Return every line of the records that contains the string "shirt", treating uppercase and lowercase as different.

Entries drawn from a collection
--- START ---

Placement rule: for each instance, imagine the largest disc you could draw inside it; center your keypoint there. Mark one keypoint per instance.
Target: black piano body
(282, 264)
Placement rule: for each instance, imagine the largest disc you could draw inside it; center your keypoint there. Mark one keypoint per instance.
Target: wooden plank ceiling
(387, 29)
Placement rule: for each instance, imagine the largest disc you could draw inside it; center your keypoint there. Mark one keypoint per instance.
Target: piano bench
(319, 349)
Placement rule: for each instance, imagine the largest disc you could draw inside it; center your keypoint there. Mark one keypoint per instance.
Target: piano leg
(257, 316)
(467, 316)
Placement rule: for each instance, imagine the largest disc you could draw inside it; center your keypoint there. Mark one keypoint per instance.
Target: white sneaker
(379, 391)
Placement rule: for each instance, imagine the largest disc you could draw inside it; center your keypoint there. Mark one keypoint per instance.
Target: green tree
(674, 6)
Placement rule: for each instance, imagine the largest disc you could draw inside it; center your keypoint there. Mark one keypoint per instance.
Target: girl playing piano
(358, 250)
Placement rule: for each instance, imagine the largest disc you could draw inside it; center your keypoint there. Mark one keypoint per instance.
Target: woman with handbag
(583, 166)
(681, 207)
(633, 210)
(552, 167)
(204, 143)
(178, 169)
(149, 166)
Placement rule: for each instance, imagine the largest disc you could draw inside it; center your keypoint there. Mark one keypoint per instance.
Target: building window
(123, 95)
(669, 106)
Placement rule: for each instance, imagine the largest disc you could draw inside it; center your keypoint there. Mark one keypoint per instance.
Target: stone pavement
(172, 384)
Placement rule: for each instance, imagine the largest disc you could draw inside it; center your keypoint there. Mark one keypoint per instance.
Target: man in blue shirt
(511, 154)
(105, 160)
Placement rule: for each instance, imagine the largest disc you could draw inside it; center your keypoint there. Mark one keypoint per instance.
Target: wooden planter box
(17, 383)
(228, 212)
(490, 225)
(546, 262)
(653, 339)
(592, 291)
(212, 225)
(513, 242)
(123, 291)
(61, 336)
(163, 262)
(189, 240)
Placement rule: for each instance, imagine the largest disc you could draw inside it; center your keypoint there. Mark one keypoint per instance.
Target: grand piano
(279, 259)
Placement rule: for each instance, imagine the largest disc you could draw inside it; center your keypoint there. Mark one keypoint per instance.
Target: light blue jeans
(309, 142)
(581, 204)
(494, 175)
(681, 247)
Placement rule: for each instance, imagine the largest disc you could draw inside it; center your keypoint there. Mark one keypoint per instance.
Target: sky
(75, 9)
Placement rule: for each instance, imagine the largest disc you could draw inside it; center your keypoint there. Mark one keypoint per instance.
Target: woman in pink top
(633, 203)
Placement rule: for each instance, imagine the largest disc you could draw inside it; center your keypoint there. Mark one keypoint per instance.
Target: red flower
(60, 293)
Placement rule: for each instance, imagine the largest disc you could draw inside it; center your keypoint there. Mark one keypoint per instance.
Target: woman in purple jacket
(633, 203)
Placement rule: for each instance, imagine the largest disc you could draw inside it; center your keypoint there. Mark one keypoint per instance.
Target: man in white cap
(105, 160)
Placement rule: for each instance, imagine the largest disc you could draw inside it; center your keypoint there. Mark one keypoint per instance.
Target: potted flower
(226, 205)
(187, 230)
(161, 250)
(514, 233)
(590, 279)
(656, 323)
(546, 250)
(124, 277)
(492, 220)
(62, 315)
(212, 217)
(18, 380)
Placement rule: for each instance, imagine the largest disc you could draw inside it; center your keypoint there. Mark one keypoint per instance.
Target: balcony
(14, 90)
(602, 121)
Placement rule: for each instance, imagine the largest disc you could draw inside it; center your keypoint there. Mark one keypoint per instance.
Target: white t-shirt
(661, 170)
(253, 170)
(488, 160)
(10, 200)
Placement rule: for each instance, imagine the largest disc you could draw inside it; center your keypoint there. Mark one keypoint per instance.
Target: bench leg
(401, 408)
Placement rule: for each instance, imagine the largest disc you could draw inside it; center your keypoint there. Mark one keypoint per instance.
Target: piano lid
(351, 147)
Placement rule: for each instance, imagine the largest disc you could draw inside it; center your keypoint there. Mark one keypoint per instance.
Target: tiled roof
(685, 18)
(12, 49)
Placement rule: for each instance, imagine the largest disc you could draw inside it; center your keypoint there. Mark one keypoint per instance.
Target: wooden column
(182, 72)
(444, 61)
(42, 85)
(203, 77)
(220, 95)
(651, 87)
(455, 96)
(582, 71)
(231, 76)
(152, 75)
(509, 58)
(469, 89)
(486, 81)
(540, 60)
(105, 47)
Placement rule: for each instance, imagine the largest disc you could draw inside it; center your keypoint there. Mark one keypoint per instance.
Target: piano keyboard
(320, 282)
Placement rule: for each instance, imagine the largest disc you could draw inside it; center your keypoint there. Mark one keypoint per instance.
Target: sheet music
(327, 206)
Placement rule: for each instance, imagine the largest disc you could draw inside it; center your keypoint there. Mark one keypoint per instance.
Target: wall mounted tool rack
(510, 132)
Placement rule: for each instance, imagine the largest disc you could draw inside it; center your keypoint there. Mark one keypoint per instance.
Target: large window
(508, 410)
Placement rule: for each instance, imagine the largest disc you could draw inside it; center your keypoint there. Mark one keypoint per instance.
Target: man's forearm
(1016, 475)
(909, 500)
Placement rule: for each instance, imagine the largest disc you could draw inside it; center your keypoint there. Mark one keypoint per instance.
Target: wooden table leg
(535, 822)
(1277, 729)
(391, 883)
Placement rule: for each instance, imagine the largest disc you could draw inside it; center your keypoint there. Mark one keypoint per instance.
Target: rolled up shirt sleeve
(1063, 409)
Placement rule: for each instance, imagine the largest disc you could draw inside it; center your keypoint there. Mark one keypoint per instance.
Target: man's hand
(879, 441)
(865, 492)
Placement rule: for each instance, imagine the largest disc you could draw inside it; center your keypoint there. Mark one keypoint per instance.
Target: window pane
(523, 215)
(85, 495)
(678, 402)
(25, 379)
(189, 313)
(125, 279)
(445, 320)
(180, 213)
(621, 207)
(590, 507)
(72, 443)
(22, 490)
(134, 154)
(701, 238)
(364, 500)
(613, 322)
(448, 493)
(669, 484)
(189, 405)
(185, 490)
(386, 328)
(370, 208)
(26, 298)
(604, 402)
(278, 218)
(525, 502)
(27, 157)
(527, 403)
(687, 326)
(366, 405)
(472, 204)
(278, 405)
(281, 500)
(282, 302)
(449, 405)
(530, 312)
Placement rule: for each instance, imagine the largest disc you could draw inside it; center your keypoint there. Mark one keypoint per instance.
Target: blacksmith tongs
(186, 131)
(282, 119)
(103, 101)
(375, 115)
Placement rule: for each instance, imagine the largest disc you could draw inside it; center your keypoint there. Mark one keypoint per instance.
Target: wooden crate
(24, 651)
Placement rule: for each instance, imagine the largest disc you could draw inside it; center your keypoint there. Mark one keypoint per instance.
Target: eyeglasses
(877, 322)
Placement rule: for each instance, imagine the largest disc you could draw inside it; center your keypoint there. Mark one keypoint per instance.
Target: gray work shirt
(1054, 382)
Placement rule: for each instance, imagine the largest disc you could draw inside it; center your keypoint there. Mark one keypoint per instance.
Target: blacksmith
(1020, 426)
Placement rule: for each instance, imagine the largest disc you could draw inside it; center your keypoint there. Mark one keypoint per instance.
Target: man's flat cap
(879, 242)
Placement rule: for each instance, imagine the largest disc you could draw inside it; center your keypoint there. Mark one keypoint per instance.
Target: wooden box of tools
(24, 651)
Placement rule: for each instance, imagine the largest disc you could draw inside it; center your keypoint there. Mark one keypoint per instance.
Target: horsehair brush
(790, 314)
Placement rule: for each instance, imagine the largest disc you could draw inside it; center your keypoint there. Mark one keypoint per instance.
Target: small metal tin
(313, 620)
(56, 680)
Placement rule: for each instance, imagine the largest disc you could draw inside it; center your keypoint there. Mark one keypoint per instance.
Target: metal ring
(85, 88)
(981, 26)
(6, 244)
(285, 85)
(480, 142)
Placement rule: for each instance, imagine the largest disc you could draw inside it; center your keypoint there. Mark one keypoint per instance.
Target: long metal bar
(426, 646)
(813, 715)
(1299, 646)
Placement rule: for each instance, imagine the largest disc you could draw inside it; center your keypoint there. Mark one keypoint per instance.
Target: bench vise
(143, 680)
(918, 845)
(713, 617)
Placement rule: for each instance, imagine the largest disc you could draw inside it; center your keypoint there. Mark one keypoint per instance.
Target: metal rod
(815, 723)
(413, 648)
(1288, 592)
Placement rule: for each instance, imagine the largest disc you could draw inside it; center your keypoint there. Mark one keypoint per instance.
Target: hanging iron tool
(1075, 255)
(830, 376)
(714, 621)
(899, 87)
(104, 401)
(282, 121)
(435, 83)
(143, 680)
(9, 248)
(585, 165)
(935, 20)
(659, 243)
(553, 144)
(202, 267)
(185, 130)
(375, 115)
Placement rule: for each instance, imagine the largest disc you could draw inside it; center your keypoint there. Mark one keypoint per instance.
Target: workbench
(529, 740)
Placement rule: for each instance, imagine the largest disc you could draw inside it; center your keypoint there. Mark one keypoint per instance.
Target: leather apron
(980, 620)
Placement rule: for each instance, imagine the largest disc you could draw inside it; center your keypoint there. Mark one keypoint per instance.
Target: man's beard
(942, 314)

--- END ---

Final result:
Target: man in blue shirt
Target: white t-shirt
Target: rolled up shirt sleeve
Target: gray work shirt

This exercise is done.